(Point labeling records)
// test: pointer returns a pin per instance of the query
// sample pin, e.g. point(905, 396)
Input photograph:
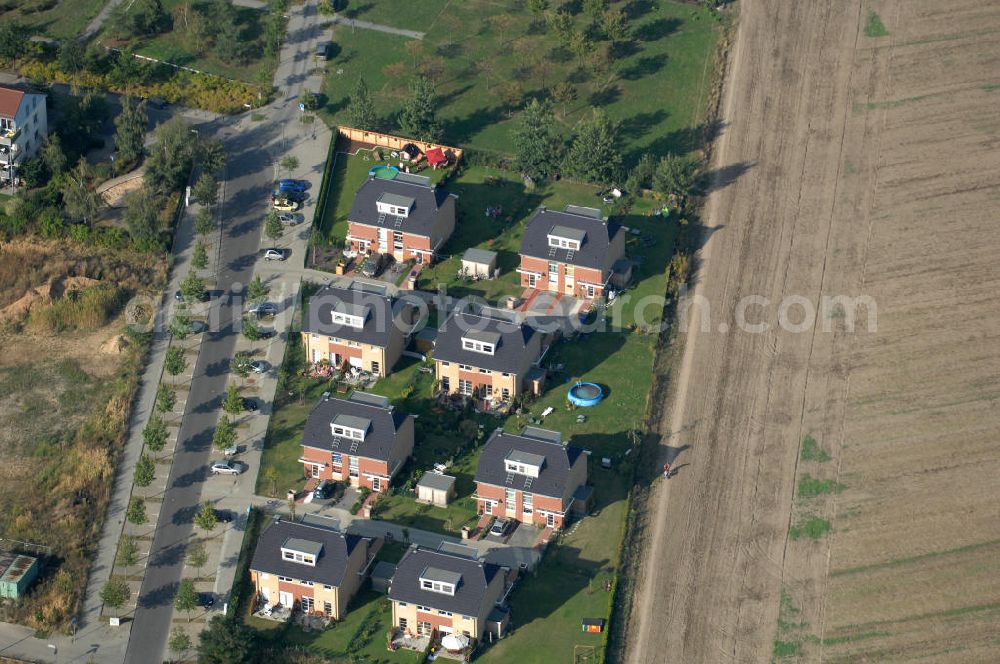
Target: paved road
point(378, 27)
point(95, 25)
point(253, 148)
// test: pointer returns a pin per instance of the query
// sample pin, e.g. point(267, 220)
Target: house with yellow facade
point(355, 327)
point(308, 567)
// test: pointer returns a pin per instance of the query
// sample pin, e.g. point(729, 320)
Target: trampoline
point(585, 394)
point(383, 172)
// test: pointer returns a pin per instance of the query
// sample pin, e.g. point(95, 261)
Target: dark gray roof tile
point(510, 348)
point(380, 436)
point(330, 565)
point(552, 479)
point(381, 314)
point(427, 202)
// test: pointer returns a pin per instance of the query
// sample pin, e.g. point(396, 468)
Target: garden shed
point(16, 574)
point(479, 262)
point(436, 489)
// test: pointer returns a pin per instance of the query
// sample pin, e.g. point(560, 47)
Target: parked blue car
point(297, 186)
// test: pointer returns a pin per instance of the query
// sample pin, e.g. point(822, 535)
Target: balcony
point(8, 137)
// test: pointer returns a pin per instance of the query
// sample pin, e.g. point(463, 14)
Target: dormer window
point(350, 314)
point(300, 551)
point(394, 204)
point(481, 342)
point(440, 581)
point(524, 463)
point(348, 426)
point(561, 237)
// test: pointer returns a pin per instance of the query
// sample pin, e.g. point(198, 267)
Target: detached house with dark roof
point(407, 217)
point(23, 128)
point(361, 440)
point(354, 327)
point(531, 477)
point(490, 358)
point(450, 594)
point(315, 569)
point(573, 252)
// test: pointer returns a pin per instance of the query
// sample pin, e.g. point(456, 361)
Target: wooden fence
point(393, 142)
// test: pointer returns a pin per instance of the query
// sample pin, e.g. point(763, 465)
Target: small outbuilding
point(479, 262)
point(17, 572)
point(382, 575)
point(436, 158)
point(436, 489)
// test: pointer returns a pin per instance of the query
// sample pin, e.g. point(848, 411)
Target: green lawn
point(359, 637)
point(62, 19)
point(174, 47)
point(656, 86)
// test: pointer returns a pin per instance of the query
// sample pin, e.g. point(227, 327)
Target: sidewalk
point(95, 637)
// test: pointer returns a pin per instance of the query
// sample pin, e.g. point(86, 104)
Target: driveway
point(254, 149)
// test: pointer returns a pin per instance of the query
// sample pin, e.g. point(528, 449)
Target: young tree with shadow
point(114, 594)
point(186, 598)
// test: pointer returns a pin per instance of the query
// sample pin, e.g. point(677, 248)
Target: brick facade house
point(573, 252)
point(486, 357)
point(408, 218)
point(315, 569)
point(434, 591)
point(354, 327)
point(362, 440)
point(530, 477)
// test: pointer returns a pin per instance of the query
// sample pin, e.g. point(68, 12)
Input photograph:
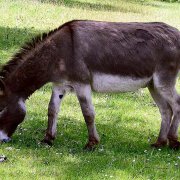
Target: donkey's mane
point(18, 58)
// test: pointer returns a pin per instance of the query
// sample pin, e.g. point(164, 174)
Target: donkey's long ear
point(2, 87)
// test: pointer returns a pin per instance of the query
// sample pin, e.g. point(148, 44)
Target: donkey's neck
point(32, 73)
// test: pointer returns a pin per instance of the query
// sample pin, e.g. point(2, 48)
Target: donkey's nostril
point(6, 140)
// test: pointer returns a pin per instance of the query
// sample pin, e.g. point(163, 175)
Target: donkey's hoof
point(159, 144)
point(91, 145)
point(174, 145)
point(46, 141)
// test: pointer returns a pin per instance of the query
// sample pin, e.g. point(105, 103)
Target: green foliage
point(127, 123)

**Exercise objective**
Rewrite every one of the records above with "Target" swapped for "Object" each time it occurs, keeping everything else unchanged. Leave out the pictures.

**Right answer**
// test: pointer returns a pin per instance of the query
// sample pin, e.g. point(905, 396)
Input photograph:
Object: paved road
point(378, 27)
point(95, 25)
point(253, 148)
// test: pointer returns a pin per instance of the query
// sample pin, e.g. point(267, 220)
Object: house with yellow facade
point(355, 327)
point(308, 567)
// test: pointer returns a pin per instance of the query
// sample pin, e.g. point(729, 320)
Object: trampoline
point(585, 394)
point(383, 172)
// test: pointer returns a pin per instance of the query
// sample pin, e.g. point(95, 261)
Object: dark gray roof tile
point(510, 348)
point(380, 436)
point(330, 565)
point(552, 479)
point(381, 314)
point(427, 202)
// test: pointer returns a pin per instance of the query
// sample pin, e.g. point(396, 468)
Object: garden shed
point(16, 574)
point(479, 262)
point(436, 489)
// test: pointer returns a pin per instance of the query
// sample pin, e.g. point(560, 47)
Object: parked blue car
point(297, 186)
// test: pointer returns a pin per instance of the query
// sample pin, e.g. point(822, 535)
Object: balcony
point(8, 137)
// test: pointer returns a pin per instance of the query
// sample pin, e.g. point(463, 14)
Object: dormer window
point(350, 314)
point(300, 551)
point(394, 204)
point(481, 342)
point(440, 581)
point(524, 463)
point(348, 426)
point(561, 237)
// test: pointer returns a pin per instance of the query
// sample pin, e.g. point(198, 267)
Object: detached house with dark roof
point(407, 217)
point(23, 128)
point(361, 440)
point(354, 327)
point(531, 477)
point(490, 358)
point(450, 594)
point(315, 569)
point(573, 252)
// test: pointer returns a pin per instance of the query
// sample pin, e.g. point(456, 361)
Object: wooden fence
point(393, 142)
// test: pointer returns a pin per instance of the query
// sample pin, e.g. point(763, 465)
Object: small outbuilding
point(479, 262)
point(17, 572)
point(382, 575)
point(436, 158)
point(436, 489)
// test: pointer returns a pin per instance of the query
// sample pin, e.g. point(848, 411)
Object: green lawn
point(359, 637)
point(62, 19)
point(174, 47)
point(656, 86)
// test: pointer returns a pin per instance of the query
// sample pin, e.g. point(227, 327)
Object: sidewalk
point(95, 637)
// test: pointer returns a pin per instance of the query
// sample pin, e.g. point(86, 104)
Object: driveway
point(254, 149)
// test: pointer returns a pin per instance of the query
// sample pin, e.g. point(528, 449)
Object: young tree with shadow
point(114, 594)
point(186, 598)
// test: pointer returns a pin per instance of the query
// sample pin, e.g. point(677, 248)
Object: brick facade house
point(573, 252)
point(486, 357)
point(408, 218)
point(315, 569)
point(434, 591)
point(354, 327)
point(362, 440)
point(530, 477)
// test: pointer returns a pin per instance of the query
// sample pin, e.g. point(68, 12)
Input photograph:
Object: donkey's mane
point(18, 58)
// test: pointer returns a pin per instance of the query
// sample pin, e.g. point(164, 174)
Object: donkey's long ear
point(2, 87)
// test: pointer returns a pin per instance of the query
// sample pin, e.g. point(148, 44)
Object: donkey's neck
point(32, 73)
// test: pointer returns a pin per instance of the query
// sample pin, e.g. point(2, 48)
Object: donkey's nostril
point(6, 140)
// test: pointer returns a pin per instance of the query
// sample pin, e.g. point(163, 175)
Object: donkey's hoof
point(159, 144)
point(91, 145)
point(174, 145)
point(46, 141)
// test: pointer returns a pin per instance of the query
// sample pin, e.g. point(105, 103)
Object: green foliage
point(127, 123)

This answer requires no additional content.